*Requirement*
Write out the entries again exactly as they are given.

——————————

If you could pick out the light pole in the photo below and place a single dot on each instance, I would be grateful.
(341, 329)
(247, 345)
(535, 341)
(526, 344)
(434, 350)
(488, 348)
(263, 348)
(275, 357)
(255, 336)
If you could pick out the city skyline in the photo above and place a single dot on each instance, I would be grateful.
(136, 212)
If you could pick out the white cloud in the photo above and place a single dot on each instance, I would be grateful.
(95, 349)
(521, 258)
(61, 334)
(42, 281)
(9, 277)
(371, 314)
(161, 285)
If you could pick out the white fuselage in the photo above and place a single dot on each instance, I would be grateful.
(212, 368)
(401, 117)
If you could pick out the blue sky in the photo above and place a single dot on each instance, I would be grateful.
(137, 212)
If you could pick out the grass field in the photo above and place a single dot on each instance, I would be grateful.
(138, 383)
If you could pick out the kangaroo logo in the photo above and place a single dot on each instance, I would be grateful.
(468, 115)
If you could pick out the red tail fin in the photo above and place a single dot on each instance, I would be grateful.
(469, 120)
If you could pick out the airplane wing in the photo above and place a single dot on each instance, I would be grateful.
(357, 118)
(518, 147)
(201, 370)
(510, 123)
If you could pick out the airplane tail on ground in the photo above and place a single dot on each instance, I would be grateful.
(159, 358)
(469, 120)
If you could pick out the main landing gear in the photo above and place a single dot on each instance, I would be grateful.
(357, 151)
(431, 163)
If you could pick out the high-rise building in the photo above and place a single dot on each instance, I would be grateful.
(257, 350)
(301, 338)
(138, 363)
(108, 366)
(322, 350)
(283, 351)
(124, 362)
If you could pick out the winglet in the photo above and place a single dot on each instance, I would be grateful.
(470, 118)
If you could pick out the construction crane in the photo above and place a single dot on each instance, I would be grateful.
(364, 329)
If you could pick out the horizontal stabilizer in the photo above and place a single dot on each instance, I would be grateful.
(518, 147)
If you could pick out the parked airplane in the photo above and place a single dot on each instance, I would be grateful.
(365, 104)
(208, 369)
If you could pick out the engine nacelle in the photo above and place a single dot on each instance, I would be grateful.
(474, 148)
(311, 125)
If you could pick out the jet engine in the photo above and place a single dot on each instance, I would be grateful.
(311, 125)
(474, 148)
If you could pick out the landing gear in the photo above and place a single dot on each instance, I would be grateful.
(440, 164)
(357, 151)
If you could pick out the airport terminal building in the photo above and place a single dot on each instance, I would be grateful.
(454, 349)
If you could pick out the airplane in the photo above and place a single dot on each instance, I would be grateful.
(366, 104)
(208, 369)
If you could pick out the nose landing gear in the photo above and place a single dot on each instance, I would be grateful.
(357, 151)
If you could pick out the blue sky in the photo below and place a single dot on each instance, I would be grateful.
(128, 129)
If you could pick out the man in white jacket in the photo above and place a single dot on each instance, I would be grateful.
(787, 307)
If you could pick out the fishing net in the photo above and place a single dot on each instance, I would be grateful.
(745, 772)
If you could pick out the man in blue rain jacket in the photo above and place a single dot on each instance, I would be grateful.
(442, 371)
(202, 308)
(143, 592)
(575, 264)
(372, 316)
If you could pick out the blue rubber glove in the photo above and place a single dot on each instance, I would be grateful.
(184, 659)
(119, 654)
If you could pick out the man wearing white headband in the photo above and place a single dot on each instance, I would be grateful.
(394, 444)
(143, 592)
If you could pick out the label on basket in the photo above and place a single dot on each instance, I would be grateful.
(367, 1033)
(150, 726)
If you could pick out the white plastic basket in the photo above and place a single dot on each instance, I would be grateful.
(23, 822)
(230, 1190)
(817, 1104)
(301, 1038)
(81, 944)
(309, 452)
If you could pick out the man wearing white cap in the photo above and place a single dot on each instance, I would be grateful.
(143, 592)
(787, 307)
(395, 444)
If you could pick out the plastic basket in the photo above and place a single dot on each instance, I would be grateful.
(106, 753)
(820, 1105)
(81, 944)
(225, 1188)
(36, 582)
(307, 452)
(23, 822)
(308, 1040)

——————————

*The solution*
If you could pick out the light pole in the photo below and place a single dot on each instance, I would be grateful.
(341, 329)
(247, 345)
(535, 341)
(526, 344)
(434, 350)
(488, 348)
(263, 348)
(275, 357)
(255, 336)
If you could pick out the city skyline in the photo above and place a single dot on each instance, I would be grateful.
(136, 212)
If you could pick out the white cloud in the photo above and place a single dot on each instance, I would be grateful.
(95, 349)
(521, 258)
(61, 334)
(42, 281)
(9, 277)
(371, 314)
(161, 285)
If you could pick out the white fuselage in the photo above and place a single dot on each instance, I would be grateful.
(212, 368)
(401, 117)
If you could pick out the blue sky in the photo above and place a single dot on each instance, I would be grateful.
(137, 212)
If you could pick out the grass field in the photo above and place a single dot on each instance, I would be grateful.
(138, 383)
If you could pick out the kangaroo logo in the photo above and place a single dot on each instance, I would be grateful.
(468, 115)
If you could pick out the red tail fin in the photo above and place a single dot on each instance, I would be grateful.
(469, 120)
If you could pick out the airplane wing in the photo above and place a single dot on each instance, I would be grateful.
(357, 118)
(518, 147)
(201, 370)
(510, 123)
If you could pick out the airplane tail on ground in the photo above and place a single dot on each instance, I would be grateful.
(159, 358)
(469, 120)
If you could pick out the main landing gear in the photo above and place a single dot on each instance, I would be grateful.
(357, 151)
(431, 163)
If you could pick out the high-rise building in the photo above and place a single dot on each instance, I would be grateful.
(257, 350)
(301, 338)
(138, 363)
(108, 366)
(322, 350)
(283, 351)
(124, 362)
If you could pick out the winglet in the photo above and place a single dot on each instance, I would be grateful.
(470, 118)
If you could pick out the construction crane in the photo above and place a single dot on each instance, I would be grateful.
(364, 329)
If you could pick out the horizontal stabilizer in the photo above and place a single dot on each instance, I would be grateful.
(518, 147)
If you could pick out the parked airplane in the photo above and place a single dot on each instance, I would be grateful.
(365, 104)
(208, 369)
If you could pick out the engine nacelle in the photo above and place a single dot on each instance, I would be grateful.
(474, 148)
(311, 125)
If you could pick out the jet engine in the photo above and place a single dot on each instance, I would be grateful.
(311, 125)
(474, 148)
If you could pick out the landing gear in the photo above and place a single dot on each instance, I would be grateful.
(440, 164)
(357, 151)
If you could pick out the airport terminal building in the photo above and place a single dot on each instance, I would be grateful.
(454, 349)
If you could pick out the airplane in the photo above and place a single dot on each instance, I would be grateful.
(366, 104)
(208, 369)
If you could pick out the nose landing gear in the photo above and place a single dot on each instance, I would be grateful.
(357, 151)
If you could pick out the blue sky in the photo below and place a single dot on each instance, I would be grateful.
(128, 129)
If you could pick out the man in white jacket in the photo above and place a single dot on each instance, I would be grateful.
(787, 307)
If you could pick out the fishing net in the photo above and place a single dot on each instance, I would be grateful.
(745, 772)
If you could pick out the man in blue rain jacket in the photo above and place a single dot on each instance, I would be grateful.
(442, 371)
(202, 308)
(143, 592)
(575, 264)
(372, 316)
If you could pick out the blue rubber glove in the photo above and place a single dot on each instance, I would be grateful.
(184, 659)
(119, 654)
If you could pick out the man wearing white headband in the photo above and place a single dot on each instance, I would be grateful.
(394, 444)
(143, 592)
If you could pick out the label on basket in the photo above and place a single dot on each instance, I would be grateful.
(367, 1033)
(150, 726)
If you could pick out the white plastic basket in the photo above and place a single dot on each instance, I would be grateful.
(23, 822)
(230, 1190)
(817, 1104)
(301, 1038)
(81, 944)
(309, 452)
If you could pick out the man wearing white cap in the photo above and place a single dot on each instance, I would be grateful.
(143, 592)
(787, 307)
(395, 444)
If you could pick out the plastic basket in the photo above and place a single dot on each instance, I would be grateful.
(106, 753)
(820, 1105)
(81, 944)
(225, 1188)
(36, 582)
(307, 452)
(23, 822)
(308, 1040)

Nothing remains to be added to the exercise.